Getoonde gegevens:
▼

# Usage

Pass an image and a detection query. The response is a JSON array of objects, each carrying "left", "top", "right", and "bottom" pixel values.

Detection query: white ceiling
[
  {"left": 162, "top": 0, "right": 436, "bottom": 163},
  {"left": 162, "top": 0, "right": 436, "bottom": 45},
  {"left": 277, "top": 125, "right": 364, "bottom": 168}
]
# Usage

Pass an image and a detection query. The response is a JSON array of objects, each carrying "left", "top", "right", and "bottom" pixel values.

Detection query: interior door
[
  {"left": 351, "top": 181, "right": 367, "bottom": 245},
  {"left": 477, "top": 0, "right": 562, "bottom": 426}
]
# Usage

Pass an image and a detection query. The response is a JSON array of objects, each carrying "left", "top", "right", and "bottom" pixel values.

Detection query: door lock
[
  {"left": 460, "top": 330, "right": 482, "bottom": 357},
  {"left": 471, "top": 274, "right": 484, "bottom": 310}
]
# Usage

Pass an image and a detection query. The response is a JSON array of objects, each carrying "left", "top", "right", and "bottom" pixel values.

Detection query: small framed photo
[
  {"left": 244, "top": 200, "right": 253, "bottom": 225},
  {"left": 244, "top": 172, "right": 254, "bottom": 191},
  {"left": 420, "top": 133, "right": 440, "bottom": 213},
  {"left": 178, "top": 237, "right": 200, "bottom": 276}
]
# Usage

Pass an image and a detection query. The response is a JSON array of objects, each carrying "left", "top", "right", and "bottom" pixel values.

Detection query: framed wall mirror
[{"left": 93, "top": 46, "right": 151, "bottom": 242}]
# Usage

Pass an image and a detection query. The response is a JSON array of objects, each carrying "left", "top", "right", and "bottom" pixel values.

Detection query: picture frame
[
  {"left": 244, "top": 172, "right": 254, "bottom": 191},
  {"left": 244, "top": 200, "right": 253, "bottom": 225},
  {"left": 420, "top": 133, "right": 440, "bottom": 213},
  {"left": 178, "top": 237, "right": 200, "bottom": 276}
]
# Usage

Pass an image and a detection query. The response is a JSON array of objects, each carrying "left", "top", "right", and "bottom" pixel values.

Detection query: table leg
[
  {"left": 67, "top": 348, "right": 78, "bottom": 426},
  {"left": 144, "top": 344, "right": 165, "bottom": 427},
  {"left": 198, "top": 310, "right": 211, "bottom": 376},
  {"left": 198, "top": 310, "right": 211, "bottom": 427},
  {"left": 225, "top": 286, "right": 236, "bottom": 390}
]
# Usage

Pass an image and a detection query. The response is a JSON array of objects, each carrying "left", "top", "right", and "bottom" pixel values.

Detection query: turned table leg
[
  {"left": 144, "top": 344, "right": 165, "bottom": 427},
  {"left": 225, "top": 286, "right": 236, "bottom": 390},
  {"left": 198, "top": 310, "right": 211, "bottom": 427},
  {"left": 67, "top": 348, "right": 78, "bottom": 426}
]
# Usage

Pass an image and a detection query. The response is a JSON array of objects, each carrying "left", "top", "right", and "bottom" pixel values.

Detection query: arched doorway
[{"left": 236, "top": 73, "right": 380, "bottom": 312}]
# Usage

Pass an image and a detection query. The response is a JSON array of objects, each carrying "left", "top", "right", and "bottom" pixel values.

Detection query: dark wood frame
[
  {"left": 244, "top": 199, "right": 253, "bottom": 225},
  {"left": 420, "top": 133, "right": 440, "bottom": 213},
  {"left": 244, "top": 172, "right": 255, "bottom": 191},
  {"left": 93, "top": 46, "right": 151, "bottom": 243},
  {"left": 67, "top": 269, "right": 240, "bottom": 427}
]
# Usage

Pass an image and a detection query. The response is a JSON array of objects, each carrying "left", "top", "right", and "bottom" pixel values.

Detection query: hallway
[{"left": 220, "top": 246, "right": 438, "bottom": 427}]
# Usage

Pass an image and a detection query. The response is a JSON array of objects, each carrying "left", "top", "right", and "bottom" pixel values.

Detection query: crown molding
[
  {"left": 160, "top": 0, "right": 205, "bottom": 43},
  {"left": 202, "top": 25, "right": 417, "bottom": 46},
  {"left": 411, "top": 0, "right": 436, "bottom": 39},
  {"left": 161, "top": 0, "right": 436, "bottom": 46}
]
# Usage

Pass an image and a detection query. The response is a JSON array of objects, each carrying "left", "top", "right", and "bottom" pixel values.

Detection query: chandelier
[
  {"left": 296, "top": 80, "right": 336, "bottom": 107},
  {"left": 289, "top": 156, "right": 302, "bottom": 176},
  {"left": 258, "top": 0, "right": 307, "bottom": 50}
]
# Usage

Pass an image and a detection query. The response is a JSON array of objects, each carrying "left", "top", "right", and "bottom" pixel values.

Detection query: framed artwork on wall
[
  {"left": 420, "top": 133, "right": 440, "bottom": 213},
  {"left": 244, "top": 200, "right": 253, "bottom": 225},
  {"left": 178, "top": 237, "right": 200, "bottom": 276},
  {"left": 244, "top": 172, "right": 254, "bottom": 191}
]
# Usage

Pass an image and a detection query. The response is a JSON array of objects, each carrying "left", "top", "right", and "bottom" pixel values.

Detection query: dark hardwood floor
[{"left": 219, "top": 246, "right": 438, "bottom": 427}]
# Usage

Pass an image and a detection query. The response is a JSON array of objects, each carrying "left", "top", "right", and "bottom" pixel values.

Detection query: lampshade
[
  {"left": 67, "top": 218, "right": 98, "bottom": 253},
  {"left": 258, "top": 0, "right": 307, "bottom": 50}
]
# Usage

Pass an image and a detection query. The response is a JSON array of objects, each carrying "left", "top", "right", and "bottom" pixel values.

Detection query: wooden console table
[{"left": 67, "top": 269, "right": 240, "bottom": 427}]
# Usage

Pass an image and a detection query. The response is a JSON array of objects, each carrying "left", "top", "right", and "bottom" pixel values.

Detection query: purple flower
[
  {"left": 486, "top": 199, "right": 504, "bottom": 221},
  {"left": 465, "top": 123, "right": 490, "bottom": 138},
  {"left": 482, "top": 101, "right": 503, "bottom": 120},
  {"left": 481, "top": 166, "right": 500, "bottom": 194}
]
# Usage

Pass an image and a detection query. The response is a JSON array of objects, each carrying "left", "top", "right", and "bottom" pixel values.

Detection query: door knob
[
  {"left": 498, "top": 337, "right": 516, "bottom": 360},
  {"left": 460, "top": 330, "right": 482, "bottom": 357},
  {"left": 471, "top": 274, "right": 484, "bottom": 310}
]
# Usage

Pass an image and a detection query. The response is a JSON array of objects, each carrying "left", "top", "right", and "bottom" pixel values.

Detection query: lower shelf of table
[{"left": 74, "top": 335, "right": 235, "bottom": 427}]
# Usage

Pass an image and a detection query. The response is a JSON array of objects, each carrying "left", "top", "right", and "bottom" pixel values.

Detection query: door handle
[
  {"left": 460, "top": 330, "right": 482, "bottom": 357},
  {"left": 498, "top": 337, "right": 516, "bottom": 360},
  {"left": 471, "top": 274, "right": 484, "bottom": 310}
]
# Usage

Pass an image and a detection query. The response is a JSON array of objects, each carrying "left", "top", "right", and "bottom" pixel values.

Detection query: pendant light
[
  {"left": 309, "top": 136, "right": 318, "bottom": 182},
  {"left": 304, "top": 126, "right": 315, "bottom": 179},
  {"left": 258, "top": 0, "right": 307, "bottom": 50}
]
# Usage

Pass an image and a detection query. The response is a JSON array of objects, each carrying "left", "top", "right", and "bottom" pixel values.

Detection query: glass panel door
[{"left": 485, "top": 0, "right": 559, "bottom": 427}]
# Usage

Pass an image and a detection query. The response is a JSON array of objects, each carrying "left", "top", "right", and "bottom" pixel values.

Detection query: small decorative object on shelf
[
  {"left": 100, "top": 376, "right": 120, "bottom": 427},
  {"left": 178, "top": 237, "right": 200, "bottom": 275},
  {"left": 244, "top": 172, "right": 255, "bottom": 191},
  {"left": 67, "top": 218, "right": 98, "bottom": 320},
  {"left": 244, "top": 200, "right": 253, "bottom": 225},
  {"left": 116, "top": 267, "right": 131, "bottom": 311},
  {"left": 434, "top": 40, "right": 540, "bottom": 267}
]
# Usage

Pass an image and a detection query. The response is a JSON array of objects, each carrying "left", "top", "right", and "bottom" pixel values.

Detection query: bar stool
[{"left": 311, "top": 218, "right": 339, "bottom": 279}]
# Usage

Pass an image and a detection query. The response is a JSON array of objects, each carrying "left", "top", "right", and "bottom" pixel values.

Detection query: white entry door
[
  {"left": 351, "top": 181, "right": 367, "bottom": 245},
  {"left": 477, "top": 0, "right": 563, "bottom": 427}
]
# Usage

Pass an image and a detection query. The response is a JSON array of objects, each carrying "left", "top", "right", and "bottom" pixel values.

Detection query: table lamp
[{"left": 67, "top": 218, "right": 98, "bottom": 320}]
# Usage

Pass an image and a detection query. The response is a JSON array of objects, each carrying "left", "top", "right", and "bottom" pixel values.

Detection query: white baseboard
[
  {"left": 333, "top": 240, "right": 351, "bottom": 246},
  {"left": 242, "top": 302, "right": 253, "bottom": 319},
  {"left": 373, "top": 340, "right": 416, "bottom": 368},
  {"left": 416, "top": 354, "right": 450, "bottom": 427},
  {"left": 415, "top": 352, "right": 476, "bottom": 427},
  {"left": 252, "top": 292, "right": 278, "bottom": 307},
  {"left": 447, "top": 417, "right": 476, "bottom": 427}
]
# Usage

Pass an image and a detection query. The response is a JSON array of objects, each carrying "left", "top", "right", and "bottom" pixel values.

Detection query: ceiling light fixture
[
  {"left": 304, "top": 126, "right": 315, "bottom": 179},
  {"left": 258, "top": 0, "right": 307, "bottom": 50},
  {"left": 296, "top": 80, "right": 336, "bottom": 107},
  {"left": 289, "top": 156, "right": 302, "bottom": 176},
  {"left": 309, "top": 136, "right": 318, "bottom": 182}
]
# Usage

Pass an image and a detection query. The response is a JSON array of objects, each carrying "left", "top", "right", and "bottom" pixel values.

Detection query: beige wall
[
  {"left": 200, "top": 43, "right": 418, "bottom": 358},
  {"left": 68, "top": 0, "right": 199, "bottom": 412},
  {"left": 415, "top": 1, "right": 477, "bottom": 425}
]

▲

Opdracht:
Tel hoeveel regels van de vermeldingen hierboven het woord "shelf" bevatten, waarbij hoofdletters en kleine letters als verschillend gelden. Geef alleen dat aantal.

Antwoord:
2